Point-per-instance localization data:
********************

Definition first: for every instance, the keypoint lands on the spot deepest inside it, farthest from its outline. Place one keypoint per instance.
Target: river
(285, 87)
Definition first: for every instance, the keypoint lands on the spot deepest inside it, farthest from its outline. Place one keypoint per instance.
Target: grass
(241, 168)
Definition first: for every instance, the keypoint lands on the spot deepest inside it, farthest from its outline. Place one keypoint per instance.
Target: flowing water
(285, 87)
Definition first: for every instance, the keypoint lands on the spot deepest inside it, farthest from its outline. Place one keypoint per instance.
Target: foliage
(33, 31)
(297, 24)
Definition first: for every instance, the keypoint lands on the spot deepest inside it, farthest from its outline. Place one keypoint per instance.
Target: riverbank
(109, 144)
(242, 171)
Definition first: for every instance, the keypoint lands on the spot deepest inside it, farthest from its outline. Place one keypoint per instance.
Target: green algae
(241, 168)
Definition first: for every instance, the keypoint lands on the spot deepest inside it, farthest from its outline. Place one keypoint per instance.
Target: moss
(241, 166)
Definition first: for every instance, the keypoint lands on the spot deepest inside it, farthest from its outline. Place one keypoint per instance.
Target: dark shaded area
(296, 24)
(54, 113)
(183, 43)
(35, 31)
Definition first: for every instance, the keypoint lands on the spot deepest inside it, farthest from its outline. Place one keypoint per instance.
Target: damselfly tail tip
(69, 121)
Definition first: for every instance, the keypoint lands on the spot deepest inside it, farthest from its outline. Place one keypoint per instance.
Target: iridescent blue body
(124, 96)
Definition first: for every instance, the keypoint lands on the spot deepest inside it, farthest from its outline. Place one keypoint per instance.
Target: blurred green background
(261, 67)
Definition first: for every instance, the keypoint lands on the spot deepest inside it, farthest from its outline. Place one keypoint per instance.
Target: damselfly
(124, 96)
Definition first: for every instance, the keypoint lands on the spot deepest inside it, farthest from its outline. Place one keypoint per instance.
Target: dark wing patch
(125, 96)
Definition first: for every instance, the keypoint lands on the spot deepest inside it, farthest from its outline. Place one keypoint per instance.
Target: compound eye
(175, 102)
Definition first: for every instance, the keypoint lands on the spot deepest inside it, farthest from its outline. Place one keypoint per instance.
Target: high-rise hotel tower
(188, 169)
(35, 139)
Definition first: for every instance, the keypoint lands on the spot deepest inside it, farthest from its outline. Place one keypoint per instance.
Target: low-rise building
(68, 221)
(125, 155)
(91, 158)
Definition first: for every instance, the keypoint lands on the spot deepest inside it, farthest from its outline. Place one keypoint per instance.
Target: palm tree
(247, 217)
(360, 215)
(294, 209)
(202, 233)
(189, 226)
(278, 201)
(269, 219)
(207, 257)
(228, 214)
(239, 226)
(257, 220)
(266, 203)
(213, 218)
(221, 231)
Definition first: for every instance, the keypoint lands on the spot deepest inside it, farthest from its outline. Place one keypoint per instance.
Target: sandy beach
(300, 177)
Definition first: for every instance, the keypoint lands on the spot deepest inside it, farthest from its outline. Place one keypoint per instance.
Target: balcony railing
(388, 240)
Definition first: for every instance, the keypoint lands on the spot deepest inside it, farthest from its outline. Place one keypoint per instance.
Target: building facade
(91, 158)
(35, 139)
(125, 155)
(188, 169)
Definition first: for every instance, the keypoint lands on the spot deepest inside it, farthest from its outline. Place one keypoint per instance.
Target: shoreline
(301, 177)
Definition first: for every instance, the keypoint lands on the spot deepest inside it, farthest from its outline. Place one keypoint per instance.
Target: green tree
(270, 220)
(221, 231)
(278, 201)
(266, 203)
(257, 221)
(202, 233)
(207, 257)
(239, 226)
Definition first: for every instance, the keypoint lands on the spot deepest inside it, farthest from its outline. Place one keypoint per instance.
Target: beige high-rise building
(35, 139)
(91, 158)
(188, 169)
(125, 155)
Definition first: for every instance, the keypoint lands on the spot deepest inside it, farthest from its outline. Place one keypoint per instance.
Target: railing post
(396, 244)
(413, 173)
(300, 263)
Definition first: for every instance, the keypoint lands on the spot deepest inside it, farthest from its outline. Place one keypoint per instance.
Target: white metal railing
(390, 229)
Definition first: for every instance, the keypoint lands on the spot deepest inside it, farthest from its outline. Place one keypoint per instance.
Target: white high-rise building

********************

• What you have to do
The records above need to be duplicated. Keep every word unchanged.

• Solution below
Definition first: for every instance, the keypoint lands on the spot deepest inside it, farthest from its outline. Place one keypoint per instance.
Target: river
(285, 87)
Definition first: for every instance, the keypoint lands on the spot deepest inside it, farthest from its outline. Place one keypoint per instance.
Target: grass
(241, 168)
Definition first: for every instance, the keypoint lands on the spot deepest inside it, farthest from its outline. Place one keypoint per instance.
Target: flowing water
(285, 87)
Definition first: for every instance, the keypoint lands on the spot deepest inside it, farthest from its outline. Place one keypoint per instance.
Target: foliage
(33, 31)
(297, 24)
Definition first: for every instance, the keypoint lands on the spot deepest inside it, farthest from its outline. Place one keypoint per instance.
Target: riverbank
(109, 144)
(242, 171)
Definition first: for every instance, the keypoint lands on the spot deepest inside it, farthest from its outline. Place one keypoint per instance.
Target: green algae
(241, 168)
Definition first: for every instance, the keypoint lands on the spot deepest inside it, farthest from its outline. Place one keypoint per instance.
Target: moss
(241, 166)
Definition first: for every instance, the keypoint lands on the spot deepest inside it, farthest from its outline. Place one keypoint per instance.
Target: dark shaded area
(296, 24)
(54, 113)
(183, 43)
(35, 31)
Definition first: for every instance, the keypoint lands on the spot deepest inside it, farthest from its outline. Place one keypoint per instance.
Target: damselfly tail tip
(69, 121)
Definition first: for every instance, the keypoint lands on the spot deepest inside it, farthest from its outline. Place one keypoint per instance.
Target: iridescent blue body
(124, 96)
Definition first: for every instance, the keypoint lands on the spot deepest inside it, farthest from its outline. Place one keypoint per instance.
Target: blurred green background
(261, 67)
Definition first: for every instance, the keypoint lands on the spot deepest inside it, farthest from its outline. Place one keypoint per instance.
Target: damselfly
(124, 96)
Definition first: for every instance, the keypoint lands on the spot deepest inside it, farthest from its outline. Place one keypoint per instance.
Target: dark wing patch
(125, 96)
Definition first: for every instance, the keypoint lands on the spot deepest inside it, farthest from its outline. Place one keypoint per instance.
Target: compound eye
(175, 102)
Definition first: for every instance, the keypoint lands on the spot deepest inside it, farthest from its outline. Place one keypoint per instance.
Target: high-rise hotel tower
(188, 169)
(35, 139)
Definition first: for every instance, the keypoint lands on the spot deepest inside it, farthest from its outline. Place one keypoint per instance.
Target: low-rise building
(68, 221)
(125, 155)
(91, 158)
Definition first: for every instance, the keypoint lands on the spot deepest inside it, farthest from its outline. Place one keypoint per instance.
Target: palm tree
(247, 217)
(360, 215)
(294, 209)
(202, 233)
(189, 226)
(278, 201)
(269, 219)
(207, 257)
(228, 214)
(239, 226)
(257, 220)
(266, 203)
(213, 218)
(221, 231)
Definition first: for every instance, the keypoint lands on the spot deepest inside it, farthest from its outline. Place one keypoint per instance.
Target: sandy beach
(300, 177)
Definition first: for every instance, the keypoint lands on the spot deepest inside it, farthest from its outline. Place one keypoint per instance.
Target: balcony railing
(388, 240)
Definition first: for every instance, the keypoint lands on the spot deepest inside it, farthest from its outline. Place one keypoint per instance.
Target: building facade
(91, 158)
(35, 139)
(125, 155)
(188, 169)
Definition first: for every instance, the keypoint lands on the spot deepest inside it, farthest from its outline. Place one keypoint per instance.
Target: shoreline
(301, 177)
Definition first: for every instance, the keypoint lands on the spot deepest inside it, farthest from its outline. Place one keypoint per instance.
Target: green tree
(270, 220)
(221, 231)
(278, 201)
(266, 203)
(257, 221)
(202, 233)
(207, 257)
(239, 226)
Definition first: for every instance, the keypoint lands on the spot deepest inside it, farthest from its outline. Place one keypoint per instance.
Target: beige high-rise building
(35, 139)
(91, 158)
(188, 169)
(125, 155)
Definition first: for every instance, the keypoint lands on the spot deepest inside it, farthest from its outline. Place one keypoint per instance.
Target: railing post
(396, 244)
(413, 173)
(300, 263)
Definition first: for every instance, the keypoint lands on the spot deepest inside it, farthest from its outline. Place one keypoint per instance.
Target: white metal railing
(390, 229)
Definition first: for every instance, the keypoint lands on the spot deepest inside it, farthest from its outline. Place one keypoint per instance.
Target: white high-rise building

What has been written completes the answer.